Print all of the data below verbatim, keeping every line unchanged.

Records for the exercise:
* START *

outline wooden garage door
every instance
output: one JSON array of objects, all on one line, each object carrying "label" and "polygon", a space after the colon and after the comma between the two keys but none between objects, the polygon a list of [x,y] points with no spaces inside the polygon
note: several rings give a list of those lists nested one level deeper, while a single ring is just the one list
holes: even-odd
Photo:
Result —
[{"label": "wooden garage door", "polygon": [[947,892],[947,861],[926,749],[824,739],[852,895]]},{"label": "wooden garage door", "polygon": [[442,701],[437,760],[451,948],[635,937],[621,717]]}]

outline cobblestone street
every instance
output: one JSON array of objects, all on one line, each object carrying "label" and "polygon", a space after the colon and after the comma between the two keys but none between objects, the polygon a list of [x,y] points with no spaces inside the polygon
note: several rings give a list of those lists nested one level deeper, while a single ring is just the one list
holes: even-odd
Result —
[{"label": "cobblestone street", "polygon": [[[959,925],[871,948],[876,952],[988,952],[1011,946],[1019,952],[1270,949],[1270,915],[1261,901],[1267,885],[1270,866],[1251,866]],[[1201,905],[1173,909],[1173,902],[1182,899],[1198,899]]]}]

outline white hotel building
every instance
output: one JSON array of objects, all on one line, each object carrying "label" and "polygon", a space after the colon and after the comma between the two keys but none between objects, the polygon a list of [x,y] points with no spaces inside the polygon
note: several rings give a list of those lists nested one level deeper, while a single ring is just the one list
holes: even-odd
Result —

* END *

Full output:
outline wooden garage door
every instance
output: one JSON array of objects, all on one line, each object carrying "label" and "polygon", a space after the colon and after the comma between the two keys but none between objects, the polygon a list of [x,y] points with no spaces inside the polygon
note: several rings give a list of those lists nested one level deeper, while a single ring is just the one list
holes: even-odd
Photo:
Result —
[{"label": "wooden garage door", "polygon": [[947,892],[947,861],[926,749],[824,739],[852,895]]},{"label": "wooden garage door", "polygon": [[442,701],[437,760],[451,948],[635,937],[621,717]]}]

outline cobblestone street
every instance
output: one JSON array of objects, all on one line, each object carrying "label" and "polygon", a space after the colon and after the comma between the two keys but none between objects, the polygon a list of [x,y] points with no spaces inside the polygon
note: several rings give a list of those lists nested one level deeper, while a single ring is just the one list
holes: even-odd
Result —
[{"label": "cobblestone street", "polygon": [[[959,925],[871,948],[876,952],[988,952],[1011,946],[1019,952],[1270,949],[1270,915],[1261,901],[1267,885],[1270,866],[1251,866]],[[1201,905],[1173,909],[1173,902],[1182,899],[1198,899]]]}]

outline white hotel building
every instance
output: one JSON array of objects, all on one line, each object carrying "label" and "polygon", a space after the colon and after the comma between the two keys but none between objects, the polygon a list of [x,y] points with no spaces inside the polygon
note: several rings give a list of those lists nested one level deeper, while a single ring is just the one list
holes: even-odd
Result —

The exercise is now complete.